--- Required work ---
• 1. Which acronyms does the JAXP parsing article spell out in parentheses? Give each acronym with the expansion the article provides.
• 2. In the JAXP parsing article, rename "parser" to "analyzer" throughout the stretch from "In this fact, the" through "schema definition XSD.", and write out that stretch with the change.
• 3. Translate this sentence from the JAXP parsing article into Spanish: "The JAXP (Java APIs for XML Processing) provides a common interface for creating, parsing and manipulating XML documents using the standard SAX, DOM and XSLTs."

--- Article ---

########################################

JavaBlog.fr / Java.lu DEVELOPMENT,Java,WEB Java/XML: Parsing XML with JAXP (SAX, DOM standard APIs)

Java/XML: Parsing XML with JAXP (SAX, DOM standard APIs)

After, my post concerning the recommandation XSLT of XSL, here, I would present simple examples of parsing XML stream with the JAXP (Java APIs for XML Processing) API which is a common interface for creating, parsing and manipulating XML documents using the standard SAX, DOM and XSLTs.

XML parsing
XML has become indispensable in Information Systems Architectures and J2EE. Used as a standard format for data exchange, standardized by the W3C, the XML document is present everywhere in applications, databases, and is at the heart of EAI exchanges.

In this fact, the knowledge of the APIs of XML parsing like DOM, SAX is often necessary in the development of a J2EE application. Understand the differences, strengths and weaknesses of these APIs is important to avoid performance problems that may be encountered on these complex APIs.

So, to process the XML documents, an application needs an XML parser to tokenize and retrieve the data/objects in the XML streams. An XML parser is the programme between the application and the XML documents which reads a XML stream, ensures that is well-formed, and may validate the document against a DTD or schema definition XSD.

There are two standard APIs for parsing XML documents:
1. SAX (Simple API for XML)
2. DOM (Document Object Model)

The JAXP (Java APIs for XML Processing) provides a common interface for creating, parsing and manipulating XML documents using the standard SAX, DOM and XSLTs.

########################################

[A run of records]
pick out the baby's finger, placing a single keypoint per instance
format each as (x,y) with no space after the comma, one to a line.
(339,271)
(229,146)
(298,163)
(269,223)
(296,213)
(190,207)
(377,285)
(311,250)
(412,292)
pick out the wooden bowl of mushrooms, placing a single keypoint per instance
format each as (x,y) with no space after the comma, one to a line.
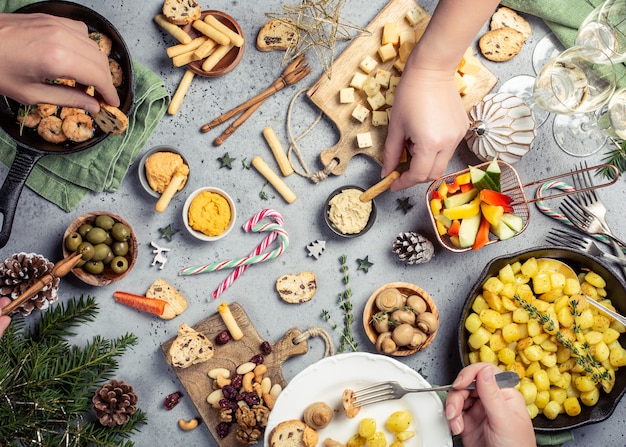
(400,319)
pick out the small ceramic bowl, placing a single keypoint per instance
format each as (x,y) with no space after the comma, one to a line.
(107,276)
(141,170)
(230,60)
(331,225)
(405,290)
(198,234)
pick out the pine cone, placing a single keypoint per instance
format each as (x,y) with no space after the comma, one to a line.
(413,248)
(114,403)
(19,272)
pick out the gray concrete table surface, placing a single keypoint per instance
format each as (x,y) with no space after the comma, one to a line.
(39,225)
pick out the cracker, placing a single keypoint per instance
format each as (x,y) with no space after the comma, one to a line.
(501,45)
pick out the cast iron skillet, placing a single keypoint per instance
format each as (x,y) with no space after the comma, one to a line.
(30,146)
(616,291)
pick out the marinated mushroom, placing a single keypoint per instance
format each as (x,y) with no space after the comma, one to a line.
(380,321)
(427,322)
(389,300)
(404,315)
(417,303)
(385,344)
(402,334)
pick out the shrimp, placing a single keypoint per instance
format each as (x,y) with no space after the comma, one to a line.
(78,127)
(117,74)
(50,129)
(105,44)
(47,109)
(67,111)
(28,116)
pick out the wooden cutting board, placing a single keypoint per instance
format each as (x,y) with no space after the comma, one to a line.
(197,383)
(325,92)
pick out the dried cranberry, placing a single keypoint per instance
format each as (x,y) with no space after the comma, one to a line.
(236,381)
(227,403)
(251,398)
(223,428)
(266,348)
(258,359)
(172,400)
(222,338)
(229,392)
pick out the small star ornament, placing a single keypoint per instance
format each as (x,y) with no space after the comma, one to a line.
(364,264)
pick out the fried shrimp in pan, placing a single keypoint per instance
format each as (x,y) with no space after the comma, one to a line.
(78,127)
(51,129)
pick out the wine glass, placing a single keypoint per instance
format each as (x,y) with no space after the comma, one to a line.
(573,85)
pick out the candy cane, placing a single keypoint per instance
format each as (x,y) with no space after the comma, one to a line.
(256,257)
(247,227)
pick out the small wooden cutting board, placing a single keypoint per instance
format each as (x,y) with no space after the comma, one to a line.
(325,92)
(197,383)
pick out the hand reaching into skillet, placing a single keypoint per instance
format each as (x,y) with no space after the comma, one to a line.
(428,117)
(35,48)
(489,416)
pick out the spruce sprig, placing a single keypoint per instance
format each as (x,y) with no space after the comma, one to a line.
(345,304)
(46,384)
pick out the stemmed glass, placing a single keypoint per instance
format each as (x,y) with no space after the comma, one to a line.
(573,85)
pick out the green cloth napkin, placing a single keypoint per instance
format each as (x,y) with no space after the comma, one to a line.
(66,179)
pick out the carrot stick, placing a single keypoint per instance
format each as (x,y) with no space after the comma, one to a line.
(142,303)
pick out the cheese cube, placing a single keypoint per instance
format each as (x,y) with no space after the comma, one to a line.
(377,101)
(346,95)
(382,78)
(387,52)
(357,80)
(414,15)
(364,140)
(380,118)
(368,64)
(371,87)
(360,112)
(391,33)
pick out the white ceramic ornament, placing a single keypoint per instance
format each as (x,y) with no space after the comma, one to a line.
(502,125)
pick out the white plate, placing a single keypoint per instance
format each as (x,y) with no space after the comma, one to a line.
(325,381)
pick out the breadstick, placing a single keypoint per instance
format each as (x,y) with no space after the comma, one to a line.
(170,190)
(278,151)
(274,179)
(184,59)
(174,30)
(217,55)
(181,48)
(177,99)
(205,49)
(229,321)
(235,38)
(211,32)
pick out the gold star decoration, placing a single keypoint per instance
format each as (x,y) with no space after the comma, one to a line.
(320,26)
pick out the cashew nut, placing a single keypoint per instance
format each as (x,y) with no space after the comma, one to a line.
(246,382)
(188,425)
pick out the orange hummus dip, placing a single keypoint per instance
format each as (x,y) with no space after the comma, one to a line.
(209,213)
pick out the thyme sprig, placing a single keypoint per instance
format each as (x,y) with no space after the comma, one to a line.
(345,304)
(583,357)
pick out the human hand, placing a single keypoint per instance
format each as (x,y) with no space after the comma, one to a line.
(4,319)
(489,416)
(428,118)
(36,48)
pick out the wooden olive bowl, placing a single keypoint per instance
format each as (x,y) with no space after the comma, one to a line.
(406,289)
(108,276)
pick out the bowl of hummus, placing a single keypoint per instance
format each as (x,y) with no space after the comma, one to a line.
(209,214)
(157,168)
(346,215)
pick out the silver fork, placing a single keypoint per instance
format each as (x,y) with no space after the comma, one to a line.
(380,392)
(566,238)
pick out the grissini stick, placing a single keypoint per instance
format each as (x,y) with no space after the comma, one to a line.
(60,269)
(274,179)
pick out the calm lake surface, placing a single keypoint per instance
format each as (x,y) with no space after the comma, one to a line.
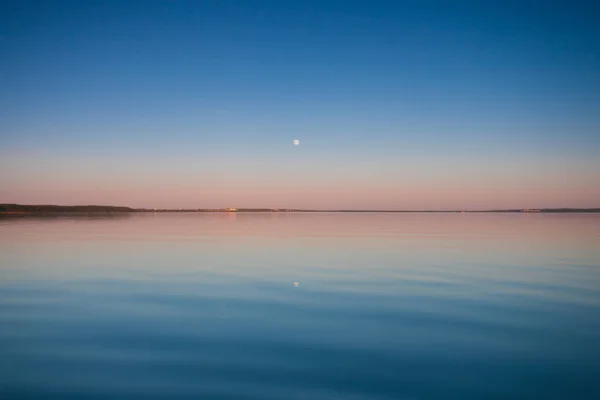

########################################

--- Written answers ---
• 1.
JAXP (Java APIs for XML Processing)
SAX (Simple API for XML)
DOM (Document Object Model)

• 2.
In this fact, the knowledge of the APIs of XML parsing like DOM, SAX is often necessary in the development of a J2EE application. Understand the differences, strengths and weaknesses of these APIs is important to avoid performance problems that may be encountered on these complex APIs.

So, to process the XML documents, an application needs an XML analyzer to tokenize and retrieve the data/objects in the XML streams. An XML analyzer is the programme between the application and the XML documents which reads a XML stream, ensures that is well-formed, and may validate the document against a DTD or schema definition XSD.

• 3. JAXP (Java APIs for XML Processing) proporciona una interfaz común para crear, analizar y manipular documentos XML utilizando los estándares SAX, DOM y XSLT.